[Image point grounding data]
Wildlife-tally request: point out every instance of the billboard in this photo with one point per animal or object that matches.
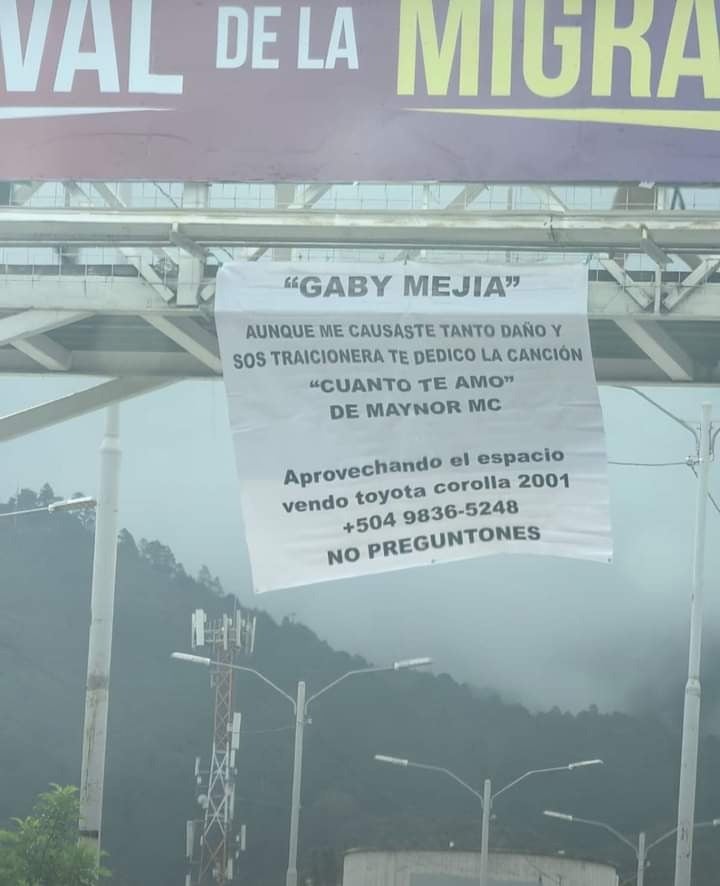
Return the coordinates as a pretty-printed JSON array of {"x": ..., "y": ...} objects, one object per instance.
[
  {"x": 360, "y": 90},
  {"x": 395, "y": 415}
]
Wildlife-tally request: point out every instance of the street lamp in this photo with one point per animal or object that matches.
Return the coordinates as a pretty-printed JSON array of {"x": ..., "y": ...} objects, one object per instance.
[
  {"x": 68, "y": 504},
  {"x": 641, "y": 850},
  {"x": 487, "y": 797},
  {"x": 300, "y": 706}
]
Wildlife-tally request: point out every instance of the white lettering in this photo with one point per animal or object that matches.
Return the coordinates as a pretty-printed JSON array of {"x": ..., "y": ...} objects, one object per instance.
[
  {"x": 305, "y": 62},
  {"x": 261, "y": 37},
  {"x": 22, "y": 72},
  {"x": 102, "y": 59},
  {"x": 226, "y": 14},
  {"x": 343, "y": 44},
  {"x": 140, "y": 78}
]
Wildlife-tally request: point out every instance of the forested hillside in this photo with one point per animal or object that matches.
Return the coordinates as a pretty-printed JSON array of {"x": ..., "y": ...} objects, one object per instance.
[{"x": 160, "y": 720}]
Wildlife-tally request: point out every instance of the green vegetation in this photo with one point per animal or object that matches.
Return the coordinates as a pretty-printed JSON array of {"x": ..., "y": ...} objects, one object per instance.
[
  {"x": 160, "y": 720},
  {"x": 43, "y": 850}
]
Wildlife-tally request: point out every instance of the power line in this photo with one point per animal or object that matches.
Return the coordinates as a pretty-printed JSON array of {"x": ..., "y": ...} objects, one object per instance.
[{"x": 649, "y": 464}]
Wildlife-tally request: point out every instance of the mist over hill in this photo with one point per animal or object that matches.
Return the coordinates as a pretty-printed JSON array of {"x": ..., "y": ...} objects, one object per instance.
[{"x": 160, "y": 720}]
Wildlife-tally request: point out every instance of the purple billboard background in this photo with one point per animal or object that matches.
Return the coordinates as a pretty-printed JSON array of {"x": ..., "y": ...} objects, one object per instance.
[{"x": 287, "y": 124}]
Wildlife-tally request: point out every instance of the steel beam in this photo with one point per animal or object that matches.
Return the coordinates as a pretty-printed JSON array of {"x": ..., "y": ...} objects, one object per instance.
[
  {"x": 45, "y": 352},
  {"x": 191, "y": 337},
  {"x": 590, "y": 232},
  {"x": 635, "y": 290},
  {"x": 29, "y": 323},
  {"x": 651, "y": 338},
  {"x": 691, "y": 283},
  {"x": 45, "y": 415}
]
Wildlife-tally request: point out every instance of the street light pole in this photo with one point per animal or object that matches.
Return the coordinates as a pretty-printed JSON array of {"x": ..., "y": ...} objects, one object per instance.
[
  {"x": 485, "y": 832},
  {"x": 97, "y": 694},
  {"x": 642, "y": 849},
  {"x": 300, "y": 716},
  {"x": 487, "y": 798},
  {"x": 641, "y": 859},
  {"x": 67, "y": 504},
  {"x": 300, "y": 707},
  {"x": 691, "y": 715}
]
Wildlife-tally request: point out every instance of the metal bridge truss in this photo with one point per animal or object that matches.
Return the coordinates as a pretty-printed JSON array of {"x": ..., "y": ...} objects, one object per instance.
[{"x": 117, "y": 281}]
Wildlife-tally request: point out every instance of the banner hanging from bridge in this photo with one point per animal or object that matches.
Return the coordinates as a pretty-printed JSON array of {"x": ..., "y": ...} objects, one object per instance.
[
  {"x": 370, "y": 90},
  {"x": 394, "y": 415}
]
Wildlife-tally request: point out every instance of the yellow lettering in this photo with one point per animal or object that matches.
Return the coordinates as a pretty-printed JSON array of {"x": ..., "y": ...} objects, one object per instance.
[
  {"x": 569, "y": 39},
  {"x": 503, "y": 12},
  {"x": 608, "y": 38},
  {"x": 677, "y": 64},
  {"x": 462, "y": 24}
]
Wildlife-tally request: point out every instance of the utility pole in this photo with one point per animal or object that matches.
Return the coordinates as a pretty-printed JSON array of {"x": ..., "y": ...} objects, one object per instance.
[
  {"x": 97, "y": 694},
  {"x": 691, "y": 716},
  {"x": 219, "y": 844}
]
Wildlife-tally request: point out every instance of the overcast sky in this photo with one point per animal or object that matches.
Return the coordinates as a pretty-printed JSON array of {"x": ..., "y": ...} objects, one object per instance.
[{"x": 543, "y": 631}]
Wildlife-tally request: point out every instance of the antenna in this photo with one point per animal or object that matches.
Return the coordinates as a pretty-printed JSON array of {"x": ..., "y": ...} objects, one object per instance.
[{"x": 214, "y": 838}]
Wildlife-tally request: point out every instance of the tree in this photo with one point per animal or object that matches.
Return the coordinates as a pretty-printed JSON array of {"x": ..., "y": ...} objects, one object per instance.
[{"x": 42, "y": 849}]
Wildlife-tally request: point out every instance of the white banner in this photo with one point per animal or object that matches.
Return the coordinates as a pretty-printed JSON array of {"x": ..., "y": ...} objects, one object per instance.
[{"x": 396, "y": 415}]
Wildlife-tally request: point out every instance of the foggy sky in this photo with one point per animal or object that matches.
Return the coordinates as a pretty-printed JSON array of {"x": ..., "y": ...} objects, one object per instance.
[{"x": 541, "y": 630}]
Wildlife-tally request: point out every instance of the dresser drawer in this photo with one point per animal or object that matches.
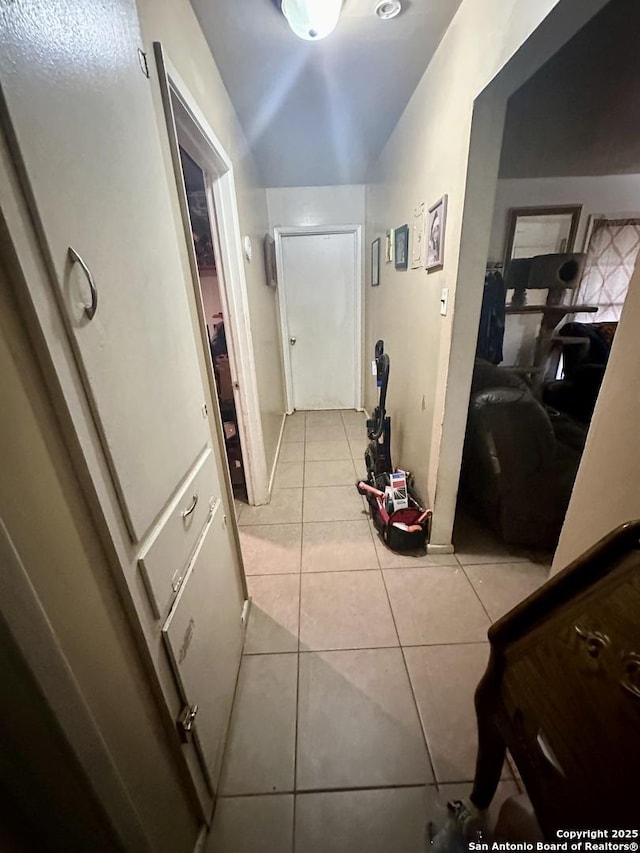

_ABOUT THIS TASK_. Repeat the entries exactly. Any picture is to be left out.

_EXERCISE OUTPUT_.
Wildlife-tally request: point out every instance of the billboard in this photo with one point per animal or object that matches.
Return the coordinates as a pretty-printed JSON array of {"x": ..., "y": ...} objects, one object per instance.
[
  {"x": 360, "y": 90},
  {"x": 395, "y": 415}
]
Wildlife-tally request: point out every instance of the street lamp in this photo with one point per animal or object that matches.
Return the coordinates as a pretty-printed JSON array of {"x": ..., "y": ...} objects, one object per instance.
[
  {"x": 68, "y": 504},
  {"x": 641, "y": 850},
  {"x": 487, "y": 797},
  {"x": 300, "y": 706}
]
Wildlife-tally request: point out every instance of the white lettering in this photo with one point per animal or object that matches.
Return the coordinates as a pretty-printed JSON array of {"x": ..., "y": ...} objects, one object per instance.
[
  {"x": 305, "y": 62},
  {"x": 261, "y": 37},
  {"x": 22, "y": 72},
  {"x": 102, "y": 59},
  {"x": 226, "y": 14},
  {"x": 343, "y": 44},
  {"x": 140, "y": 78}
]
Wildlife-tally request: point out every instance of the forested hillside in this photo with one point per animal or object that matches.
Return the coordinates as a pretty-printed JSON array of {"x": ..., "y": ...} objects, one object per instance.
[{"x": 160, "y": 720}]
Wildlife-tally request: point out every instance of the green vegetation in this photo with one point per animal or object that matches.
Return the coordinates as a pretty-printed JSON array of {"x": ..., "y": ...} objects, one object per instance.
[
  {"x": 160, "y": 720},
  {"x": 43, "y": 850}
]
Wildlife-tally request: point out every instance of the power line in this photo with one point per animal or object that matches.
Return the coordinates as a pretty-printed JSON array of {"x": ..., "y": ...} objects, one object per instance.
[{"x": 649, "y": 464}]
Wildlife-tally request: point out every instance of the mist over hill in this photo with one point per animal or object that matches.
Return the coordinates as a pretty-printed JSON array of {"x": ..., "y": ...} objects, one object per instance.
[{"x": 160, "y": 720}]
Wildlife-tally request: point out every instance of the purple billboard background in this photo with one point per animal or object that matches.
Return the coordinates as a pretty-printed JSON array of {"x": ..., "y": ...} objects, one object per instance.
[{"x": 287, "y": 124}]
Wildlife-tally request: point out every instance of the steel beam in this photo with one point per animal or object that matches.
Return the coordinates as a pretty-printed JSON array of {"x": ..., "y": ...} objects, one object per instance.
[
  {"x": 45, "y": 352},
  {"x": 191, "y": 337},
  {"x": 590, "y": 232},
  {"x": 635, "y": 290},
  {"x": 29, "y": 323},
  {"x": 651, "y": 338},
  {"x": 691, "y": 283},
  {"x": 45, "y": 415}
]
Wildlife-tally request: point out every instance of the street light pole in this photo with one point per animal or object that matches.
Return the coordinates as a pretty-printed JSON array of {"x": ..., "y": ...} objects, one object per instance.
[
  {"x": 485, "y": 832},
  {"x": 97, "y": 694},
  {"x": 642, "y": 849},
  {"x": 300, "y": 716},
  {"x": 487, "y": 798},
  {"x": 641, "y": 859},
  {"x": 67, "y": 504},
  {"x": 300, "y": 707},
  {"x": 691, "y": 715}
]
Wildlife-tally request: point out every instance of the metal bridge truss in this photo with one point per animal or object that matches.
Return the coordinates as a pretty-printed JSON array of {"x": ..., "y": ...} objects, one object per instance.
[{"x": 117, "y": 281}]
Wildlife-tally request: point out every instance of the banner hanging from bridge in this photo with one point per animal or object that matches.
Return the coordinates as a pretty-printed JSON array of {"x": ..., "y": ...} objects, one object per instance.
[
  {"x": 370, "y": 90},
  {"x": 394, "y": 415}
]
Wildlife-tally request: point out every instance of the yellow lettering in this photo with one point per animal or object that matches.
Return the coordinates as a pretty-printed JSON array of {"x": ..., "y": ...} objects, one object per instance.
[
  {"x": 569, "y": 39},
  {"x": 503, "y": 12},
  {"x": 608, "y": 38},
  {"x": 677, "y": 64},
  {"x": 462, "y": 24}
]
Wildlife-tally request: point out every instance of the utility pole in this photo with one point per animal or object that matches.
Return the coordinates as a pretty-printed JSON array of {"x": ..., "y": ...} objects, one object per instance.
[
  {"x": 97, "y": 694},
  {"x": 691, "y": 716},
  {"x": 219, "y": 844}
]
Wildlife-tally request: point out every instance of the overcast sky in this photo with one point per animal or object that matches.
Return the coordinates as a pretty-printed JSON array of {"x": ..., "y": ...} objects, one object per instance.
[{"x": 543, "y": 631}]
Wildlife-tally request: point out every instance of the antenna in this photo with one point per animal or object that matches.
Return the coordinates as a pretty-printed JSON array of {"x": ..., "y": ...} objects, one object per instance.
[{"x": 214, "y": 838}]
Wildlife-tally request: point out every instance of the tree in this photo with one point per animal or object that matches.
Return the coordinates as a pretty-printed JSON array of {"x": ..., "y": ...} objects, one object per instance.
[{"x": 42, "y": 849}]
Wildlife-tally request: point out every instance of the white banner in this photo with one point per animal or object that matches.
Return the coordinates as a pretty-printed JSON array of {"x": ..., "y": ...} objects, one object per instance.
[{"x": 396, "y": 415}]
Wildlife-tally request: point out every instance of the foggy sky in this photo with one point per animal or object that matches.
Return the coordinates as a pretty-printed JSON array of {"x": ..., "y": ...} objects, one object per instance.
[{"x": 541, "y": 630}]
Wildlife-tally request: point out every instance of the dresser drawer in this photo with one point per animal or object that matches.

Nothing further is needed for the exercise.